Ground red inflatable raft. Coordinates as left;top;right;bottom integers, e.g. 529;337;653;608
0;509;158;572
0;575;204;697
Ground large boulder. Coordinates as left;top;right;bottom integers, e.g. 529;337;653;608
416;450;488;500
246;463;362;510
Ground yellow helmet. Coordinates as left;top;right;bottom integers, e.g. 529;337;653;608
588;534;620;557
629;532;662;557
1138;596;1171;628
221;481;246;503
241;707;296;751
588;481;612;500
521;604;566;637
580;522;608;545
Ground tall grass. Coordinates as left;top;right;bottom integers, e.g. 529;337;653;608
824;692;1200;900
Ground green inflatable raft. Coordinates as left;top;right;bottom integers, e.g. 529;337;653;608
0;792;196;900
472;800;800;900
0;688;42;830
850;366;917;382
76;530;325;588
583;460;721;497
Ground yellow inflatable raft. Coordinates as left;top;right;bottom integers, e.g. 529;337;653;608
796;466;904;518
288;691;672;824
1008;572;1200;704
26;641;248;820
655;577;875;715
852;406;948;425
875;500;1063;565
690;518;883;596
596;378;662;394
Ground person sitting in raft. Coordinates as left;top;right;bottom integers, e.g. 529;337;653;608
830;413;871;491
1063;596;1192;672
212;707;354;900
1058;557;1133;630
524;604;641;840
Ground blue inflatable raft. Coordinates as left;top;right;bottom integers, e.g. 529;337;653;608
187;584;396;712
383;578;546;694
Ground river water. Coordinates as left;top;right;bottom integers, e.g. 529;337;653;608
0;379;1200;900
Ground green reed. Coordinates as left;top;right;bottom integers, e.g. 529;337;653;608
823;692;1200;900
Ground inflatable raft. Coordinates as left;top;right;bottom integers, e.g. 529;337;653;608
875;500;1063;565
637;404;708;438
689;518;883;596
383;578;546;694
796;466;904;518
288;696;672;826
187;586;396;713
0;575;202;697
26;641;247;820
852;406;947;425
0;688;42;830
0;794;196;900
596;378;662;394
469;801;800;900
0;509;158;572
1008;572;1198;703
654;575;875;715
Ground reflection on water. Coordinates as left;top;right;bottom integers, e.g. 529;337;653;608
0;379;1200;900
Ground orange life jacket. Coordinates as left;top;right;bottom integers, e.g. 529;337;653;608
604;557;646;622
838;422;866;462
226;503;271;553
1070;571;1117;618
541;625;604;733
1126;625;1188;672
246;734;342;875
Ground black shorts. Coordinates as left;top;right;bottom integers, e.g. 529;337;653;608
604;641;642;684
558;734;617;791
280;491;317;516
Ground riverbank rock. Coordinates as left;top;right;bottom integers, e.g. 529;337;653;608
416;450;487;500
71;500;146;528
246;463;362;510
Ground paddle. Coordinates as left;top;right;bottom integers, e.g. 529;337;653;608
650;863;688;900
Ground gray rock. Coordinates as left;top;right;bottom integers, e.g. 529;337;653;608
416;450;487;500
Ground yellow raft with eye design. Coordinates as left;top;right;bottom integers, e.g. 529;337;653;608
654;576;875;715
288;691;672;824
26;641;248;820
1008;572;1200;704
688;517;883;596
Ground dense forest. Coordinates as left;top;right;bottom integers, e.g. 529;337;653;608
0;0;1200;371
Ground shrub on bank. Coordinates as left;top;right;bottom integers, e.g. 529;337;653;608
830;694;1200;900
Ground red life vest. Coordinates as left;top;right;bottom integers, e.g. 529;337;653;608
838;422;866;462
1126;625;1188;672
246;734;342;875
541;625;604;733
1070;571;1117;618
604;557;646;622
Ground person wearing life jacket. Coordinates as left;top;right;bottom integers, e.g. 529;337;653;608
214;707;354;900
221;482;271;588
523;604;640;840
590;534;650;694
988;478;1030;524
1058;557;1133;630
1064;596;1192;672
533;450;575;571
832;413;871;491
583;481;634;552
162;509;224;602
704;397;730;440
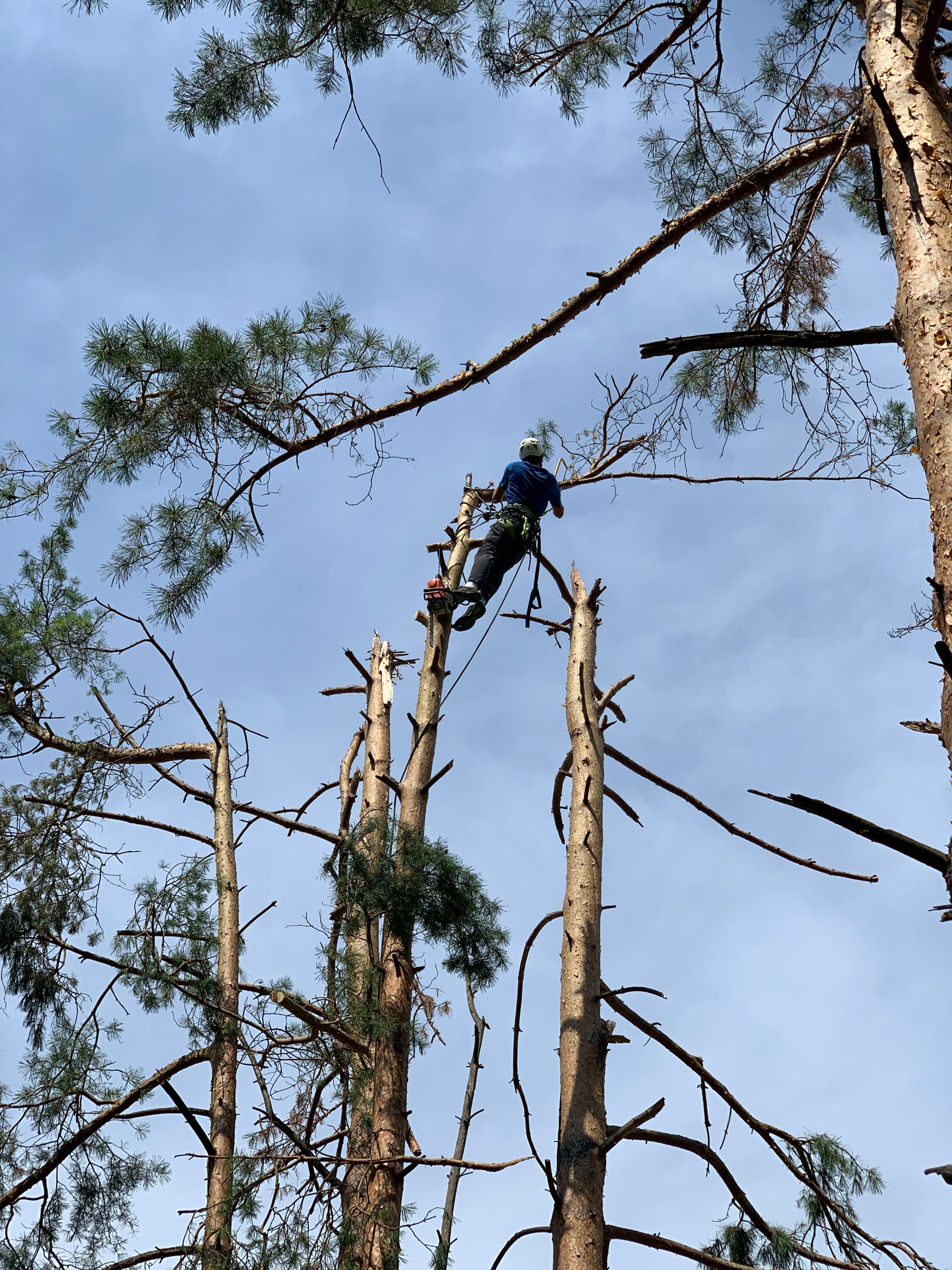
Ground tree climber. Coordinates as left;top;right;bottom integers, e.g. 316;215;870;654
453;437;565;631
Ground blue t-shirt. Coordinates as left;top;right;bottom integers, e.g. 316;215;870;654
499;459;562;516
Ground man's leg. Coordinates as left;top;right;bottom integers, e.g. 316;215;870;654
453;522;525;631
470;521;512;603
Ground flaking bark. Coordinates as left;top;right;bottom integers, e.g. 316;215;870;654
339;631;394;1266
864;0;952;823
202;704;241;1270
552;569;608;1270
360;478;481;1270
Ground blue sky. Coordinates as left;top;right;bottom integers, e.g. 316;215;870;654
0;0;952;1270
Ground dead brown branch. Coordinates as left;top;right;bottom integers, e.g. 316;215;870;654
605;744;878;883
641;323;899;359
748;790;949;876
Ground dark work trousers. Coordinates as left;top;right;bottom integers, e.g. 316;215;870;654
470;513;534;601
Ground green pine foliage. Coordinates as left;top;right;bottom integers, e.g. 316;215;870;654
0;296;437;629
703;1133;886;1270
338;821;509;992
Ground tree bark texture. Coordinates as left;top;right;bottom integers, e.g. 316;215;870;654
552;579;608;1270
202;702;240;1270
339;631;394;1266
360;476;481;1270
866;0;952;813
434;974;487;1270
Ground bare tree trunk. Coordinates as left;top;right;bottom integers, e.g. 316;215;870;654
552;569;608;1270
433;973;489;1270
866;0;952;798
360;476;481;1270
202;702;240;1270
339;631;394;1266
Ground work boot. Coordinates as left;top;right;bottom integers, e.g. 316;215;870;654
453;582;482;604
453;599;486;631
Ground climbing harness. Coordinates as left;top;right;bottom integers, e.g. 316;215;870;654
525;521;542;630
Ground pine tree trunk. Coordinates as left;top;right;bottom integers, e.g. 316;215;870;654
202;702;240;1270
866;0;952;808
360;478;480;1270
433;973;489;1270
338;631;394;1266
552;569;608;1270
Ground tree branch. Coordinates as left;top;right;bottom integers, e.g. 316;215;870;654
23;794;214;847
94;1243;202;1270
515;908;562;1168
489;1226;552;1270
748;790;949;878
222;128;861;515
622;0;711;88
605;743;878;881
603;785;643;828
600;1099;664;1154
0;1045;212;1208
552;749;572;846
641;323;899;359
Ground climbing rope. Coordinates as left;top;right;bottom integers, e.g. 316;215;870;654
395;549;530;782
440;549;538;706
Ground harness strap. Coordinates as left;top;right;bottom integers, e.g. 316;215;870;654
525;521;542;630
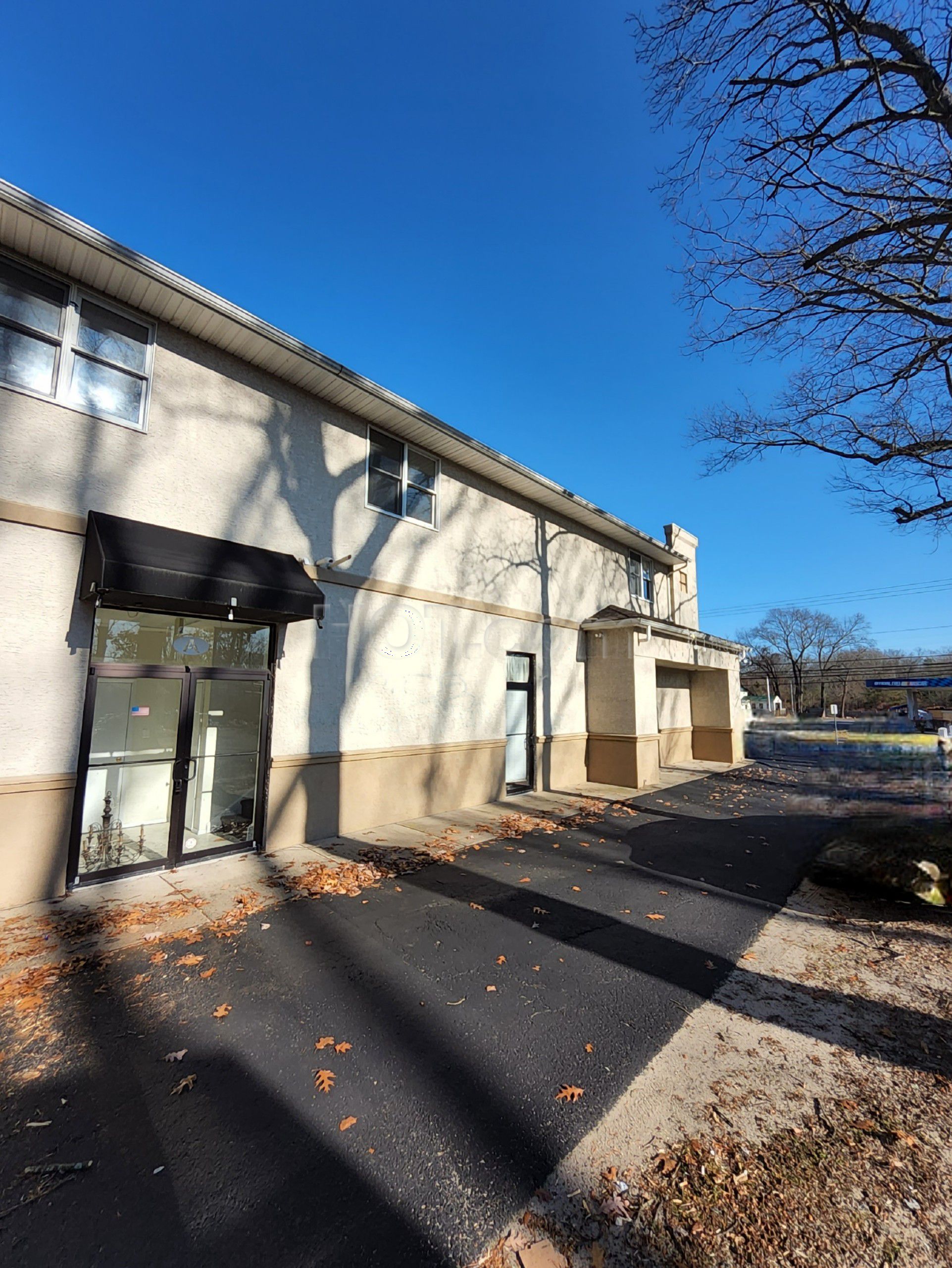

——————

What the task requires: Retype every one of the rows above line for line, omitting the pictures.

Solution to the problem:
Ground red inflatable raft. Coordinates as left;top;right;bottom integers, e.g. 529;337;653;608
0;509;158;572
0;575;204;697
Ground large boulder. Coordinates as left;top;right;bottom integers, e.g. 529;337;653;608
416;450;488;500
246;463;362;510
Ground yellow helmet. Coordinates as left;top;right;bottom integers, e.g. 529;337;653;608
588;534;620;557
629;532;662;557
1138;596;1171;628
221;481;246;503
241;707;296;751
588;481;612;500
521;604;566;637
580;522;608;545
Ground tall grass. Coordinates as left;top;right;bottom integers, e.g. 529;337;653;608
824;692;1200;900
Ground green inflatable raft. Coordinates as left;top;right;bottom integers, e.g. 529;337;653;608
0;792;196;900
472;800;800;900
0;688;42;830
850;366;917;382
76;530;325;588
583;460;721;497
Ground yellow inflatable raft. Coordinates as left;top;right;bottom integers, e.g. 529;337;653;608
796;466;904;518
288;691;672;824
1008;572;1200;704
26;641;248;820
655;577;875;715
852;406;948;425
875;500;1063;565
690;518;883;596
596;378;662;394
Ground person sitting in raft. Coordinates as left;top;right;bottom integers, e.g. 529;337;653;608
830;413;871;491
1063;596;1192;672
212;707;354;900
1058;557;1133;630
524;604;641;840
Ground blue inflatable raft. Coordinates as left;top;right;bottom integers, e.g. 529;337;653;608
187;584;396;712
383;578;546;694
Ground river water. Coordinates as left;top;right;bottom integers, e.g. 529;337;653;608
0;379;1200;900
Ground green reed. Coordinates as left;top;right;bottom integers, e.g. 529;337;653;608
823;692;1200;900
Ground inflatable raft. Coordinates as left;top;right;bottom integers, e.g. 529;337;653;608
875;500;1063;565
637;404;708;438
689;518;883;596
383;578;546;694
796;466;904;518
288;696;672;826
187;586;396;713
0;575;202;697
26;641;247;820
852;406;947;425
0;688;42;830
0;794;196;900
596;378;662;394
469;801;800;900
0;509;158;572
1008;572;1198;703
654;575;875;715
Ground reflection on water. Coordinates as left;top;right;bottom integers, e.g. 529;337;653;608
0;379;1200;900
Ground orange life jacket. Coordinates as left;top;right;bottom integers, e.g. 529;337;653;608
604;557;646;622
838;422;866;462
226;503;271;553
1070;571;1117;618
541;625;604;733
1126;625;1188;672
246;734;342;875
Ground black shorts. Coordinates as left;top;right;bottom integers, e.g. 529;337;653;608
604;641;642;684
558;734;617;791
280;491;317;516
Ground riverbank rock. Coordinates as left;top;right;bottom integers, e.g. 529;337;653;608
416;450;487;500
71;500;146;528
246;463;362;510
Ground paddle. Coordinates as left;top;right;bottom integers, e.g. 529;337;653;608
650;863;688;900
Ground gray rock. Coordinates as left;top;right;bottom integers, e.g. 529;337;653;608
416;450;487;500
Ground yellow raft with eye design. Coordinates as left;top;right;bottom integers, e.g. 529;337;653;608
654;576;875;715
288;691;672;824
26;641;248;820
1008;572;1200;704
688;517;883;596
Ground dense forest. Coordinates as left;top;right;bottom integers, e.g. 529;337;653;608
0;0;1200;371
Ground shrub on bank. Coordinates as left;top;right;bottom integers, e.g. 529;337;653;608
830;694;1200;900
Ground red life vest. Coordinates as left;top;right;bottom integers, e.g. 529;337;653;608
838;422;866;462
1126;625;1188;672
246;734;342;875
541;625;604;733
1070;571;1117;618
604;557;646;622
Ground person wearing life jacket. Coordinates as left;top;right;bottom integers, e.g. 529;337;653;608
214;707;354;900
221;482;271;588
523;604;640;840
590;534;650;694
988;478;1030;524
1058;557;1133;630
1064;596;1192;672
533;450;575;571
832;413;871;491
583;481;634;552
162;509;224;602
704;397;730;440
Ground tree climber. Coordinates as left;top;right;bottom integers, e.g. 316;215;870;654
453;437;565;631
Ground blue t-shirt. Coordinates as left;top;right;bottom integers, e.g. 316;215;870;654
499;459;562;516
Ground man's leg. Coordinates as left;top;right;bottom integers, e.g. 316;215;870;654
453;522;525;631
470;521;512;603
Ground flaking bark. Coordinates as left;top;right;bottom integers, e.g. 316;215;870;654
339;631;394;1266
864;0;952;823
202;704;241;1270
552;569;608;1270
360;478;481;1270
Ground blue sky. Coordinates as left;top;right;bottom integers, e.g. 316;215;870;654
0;0;952;1270
Ground dead brown branch. Coordinates as left;top;right;bottom integers, e.g. 316;215;870;654
605;744;878;883
641;323;899;359
748;790;949;876
Ground dark work trousers. Coordinates as left;top;right;bottom integers, e.g. 316;215;870;654
470;513;534;601
Ground green pine foliage. Coordinates as left;top;right;bottom integers, e.g. 316;215;870;654
0;296;437;629
703;1133;886;1270
338;821;509;992
Ground tree bark texture. Coordinates as left;top;right;bottom integers, e.g. 316;215;870;654
552;579;608;1270
202;702;240;1270
339;631;394;1266
360;476;481;1270
866;0;952;813
434;974;487;1270
Ground bare tree trunk. Coordinates as left;top;right;bottom integers, e.g. 316;215;870;654
552;569;608;1270
433;973;489;1270
866;0;952;798
360;476;481;1270
202;702;240;1270
339;631;394;1266
Ground work boot. Coordinates as left;top;right;bottom integers, e.g. 316;215;870;654
453;582;482;604
453;599;486;631
Ground climbing harness. Coordinates as left;top;right;bottom integers, e.g. 316;215;870;654
525;521;542;630
Ground pine tree trunk. Coordinates as left;top;right;bottom integers, e.g. 316;215;870;654
202;702;240;1270
866;0;952;808
360;478;480;1270
433;973;489;1270
338;631;394;1266
552;569;608;1270
Ground tree branch. Coordinates as left;top;right;bottom integers, e.g. 316;215;870;654
23;794;214;847
94;1243;202;1270
515;908;562;1168
489;1226;552;1270
748;790;949;878
222;128;861;515
622;0;711;88
605;743;878;881
603;785;643;828
600;1099;664;1154
0;1045;212;1208
552;749;572;846
641;323;899;359
Ground climbing rope. Coordinates as left;top;right;bottom integers, e.g. 316;215;870;654
395;549;530;782
440;549;538;706
Ground harness strap. Coordinates as left;top;right;bottom integers, e.g. 316;215;870;654
525;521;542;630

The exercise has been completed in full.